TEXT BLOCK –
....................

What to Do About Honey Bees in Your Wall
by R. Preston McAfee, March, 2016
I got a frantic call from my wife: there is an enormous swarm of bees in the yard.
Warning: I have no particular expertise in this topic, beyond having dealt with exactly one hive successfully.
Apparently a spring swarm of bees isn't unusual. Bee colonies fill up, and at some point a queen, along with two to ten thousand supporters, carry a bunch of honey to a new location. They may not find the location immediately, so the presence of a swarm is not a proof that they have chosen your house to relocate. As a result, a call to pest control is met with "wait a few days and see if they leave." I'm confident that if the bees are going into your wall, they have chosen their location and are not scouting for an alternate location.
Bees are necessary; if they aren't in your walls, consider leaving them be. If you want to get rid of them, see if anyone will take them. Allegedly they will sometimes take them for free. Good luck with that.
Pest control services in southern California seem completely inept at handling bees. One of them made up some story about being chased away by the bees, I suspect to soften us up to an exorbitant price quote. Another promised to call back the next morning, and never called back. Overall my sense is that these companies prey on people who are terrified of bees.

....................

AVAILABLE DATA –
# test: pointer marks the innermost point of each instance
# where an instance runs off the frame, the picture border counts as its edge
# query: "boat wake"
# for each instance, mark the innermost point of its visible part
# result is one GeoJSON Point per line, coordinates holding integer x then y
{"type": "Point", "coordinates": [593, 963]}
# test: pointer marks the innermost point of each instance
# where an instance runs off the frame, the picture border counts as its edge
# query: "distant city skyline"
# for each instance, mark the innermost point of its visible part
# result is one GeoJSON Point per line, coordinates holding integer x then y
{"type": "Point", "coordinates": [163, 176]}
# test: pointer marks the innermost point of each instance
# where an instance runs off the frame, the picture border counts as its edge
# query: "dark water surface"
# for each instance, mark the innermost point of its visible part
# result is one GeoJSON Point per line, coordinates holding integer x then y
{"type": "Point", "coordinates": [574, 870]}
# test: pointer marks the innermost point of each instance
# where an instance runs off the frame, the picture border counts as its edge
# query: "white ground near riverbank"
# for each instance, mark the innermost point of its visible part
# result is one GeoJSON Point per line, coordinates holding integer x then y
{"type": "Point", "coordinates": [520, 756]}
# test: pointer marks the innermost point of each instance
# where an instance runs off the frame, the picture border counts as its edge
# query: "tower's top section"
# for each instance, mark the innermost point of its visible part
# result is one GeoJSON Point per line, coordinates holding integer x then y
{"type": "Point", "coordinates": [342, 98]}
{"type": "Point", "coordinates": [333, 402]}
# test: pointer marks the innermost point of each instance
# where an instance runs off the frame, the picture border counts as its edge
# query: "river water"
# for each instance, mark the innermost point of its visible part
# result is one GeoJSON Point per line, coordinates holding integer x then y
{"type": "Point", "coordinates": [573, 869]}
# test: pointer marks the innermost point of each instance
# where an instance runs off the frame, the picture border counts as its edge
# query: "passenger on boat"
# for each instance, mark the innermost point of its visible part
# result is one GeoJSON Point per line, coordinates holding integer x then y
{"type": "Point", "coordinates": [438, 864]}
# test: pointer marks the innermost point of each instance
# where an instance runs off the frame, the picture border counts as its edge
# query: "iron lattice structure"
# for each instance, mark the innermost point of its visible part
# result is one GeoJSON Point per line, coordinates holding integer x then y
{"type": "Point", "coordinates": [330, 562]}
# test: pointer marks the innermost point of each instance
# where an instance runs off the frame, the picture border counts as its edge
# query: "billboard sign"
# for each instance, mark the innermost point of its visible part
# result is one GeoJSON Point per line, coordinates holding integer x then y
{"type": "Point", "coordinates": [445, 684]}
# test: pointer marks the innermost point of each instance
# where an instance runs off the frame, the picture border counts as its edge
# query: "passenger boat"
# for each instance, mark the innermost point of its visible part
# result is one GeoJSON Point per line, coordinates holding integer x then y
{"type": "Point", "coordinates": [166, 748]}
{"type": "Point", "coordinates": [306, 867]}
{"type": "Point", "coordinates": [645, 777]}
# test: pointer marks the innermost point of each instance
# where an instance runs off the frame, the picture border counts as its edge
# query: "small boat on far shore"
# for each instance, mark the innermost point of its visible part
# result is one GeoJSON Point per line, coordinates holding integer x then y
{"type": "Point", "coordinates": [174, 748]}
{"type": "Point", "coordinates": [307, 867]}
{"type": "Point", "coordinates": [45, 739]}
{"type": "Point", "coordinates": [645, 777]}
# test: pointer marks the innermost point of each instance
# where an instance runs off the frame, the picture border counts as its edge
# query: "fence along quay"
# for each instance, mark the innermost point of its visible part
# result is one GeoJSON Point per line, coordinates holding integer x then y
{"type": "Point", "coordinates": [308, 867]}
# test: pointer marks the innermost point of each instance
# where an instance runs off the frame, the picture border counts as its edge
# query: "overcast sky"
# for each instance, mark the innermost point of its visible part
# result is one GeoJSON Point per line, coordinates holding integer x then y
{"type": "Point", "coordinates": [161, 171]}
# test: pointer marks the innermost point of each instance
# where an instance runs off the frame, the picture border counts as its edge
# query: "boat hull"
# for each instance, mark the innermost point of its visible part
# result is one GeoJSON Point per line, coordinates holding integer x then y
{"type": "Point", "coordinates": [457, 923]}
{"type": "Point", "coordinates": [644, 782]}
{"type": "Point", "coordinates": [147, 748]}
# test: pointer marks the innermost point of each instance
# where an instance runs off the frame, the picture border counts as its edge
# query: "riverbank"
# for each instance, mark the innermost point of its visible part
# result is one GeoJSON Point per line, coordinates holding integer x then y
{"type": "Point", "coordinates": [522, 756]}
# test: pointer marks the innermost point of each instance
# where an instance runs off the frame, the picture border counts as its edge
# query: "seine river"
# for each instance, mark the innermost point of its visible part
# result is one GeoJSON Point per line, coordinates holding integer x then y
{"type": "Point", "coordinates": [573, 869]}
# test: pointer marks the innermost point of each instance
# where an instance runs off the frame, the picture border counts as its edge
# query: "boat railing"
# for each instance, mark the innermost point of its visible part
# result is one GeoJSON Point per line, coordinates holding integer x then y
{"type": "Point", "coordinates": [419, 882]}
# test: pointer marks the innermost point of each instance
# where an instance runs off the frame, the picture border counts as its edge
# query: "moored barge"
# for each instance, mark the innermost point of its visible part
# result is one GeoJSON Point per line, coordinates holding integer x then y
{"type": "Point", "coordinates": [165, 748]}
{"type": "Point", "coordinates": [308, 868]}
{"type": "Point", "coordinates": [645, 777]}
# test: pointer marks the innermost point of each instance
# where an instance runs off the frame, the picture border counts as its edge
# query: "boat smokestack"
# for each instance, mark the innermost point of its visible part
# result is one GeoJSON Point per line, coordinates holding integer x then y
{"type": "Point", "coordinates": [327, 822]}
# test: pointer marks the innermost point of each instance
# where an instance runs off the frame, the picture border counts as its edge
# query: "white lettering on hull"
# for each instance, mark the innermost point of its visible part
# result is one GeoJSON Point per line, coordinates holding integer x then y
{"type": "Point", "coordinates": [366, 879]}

....................

TASK REQUIREMENTS –
1. In the honey bee article, condense the paragraph beginning "Apparently a spring swarm of bees" into a short list that keeps its main facts.
2. According to the honey bee article, in which region do pest control services seem completely inept at handling bees?
3. From the paragraph of the honey bee article that begins "Pest control services in southern California," list every criticism the author makes of pest control services.

LIST OF SOLUTIONS –
1.
- A spring swarm of bees is not unusual.
- When a colony fills up, a queen and two to ten thousand supporters carry honey to a new location.
- A swarm may not find its location immediately, so its presence does not prove it has chosen your house.
- For that reason, pest control tells callers to wait a few days and see whether the bees leave.
- The author is confident that bees going into a wall have chosen their location and are not scouting for another.

2. Southern California.

3.
- They seem completely inept at handling bees.
- One made up a story about being chased away by the bees, which the author suspects was meant to prepare them for an exorbitant price quote.
- Another promised to call back the next morning and never did.
- They prey on people who are terrified of bees.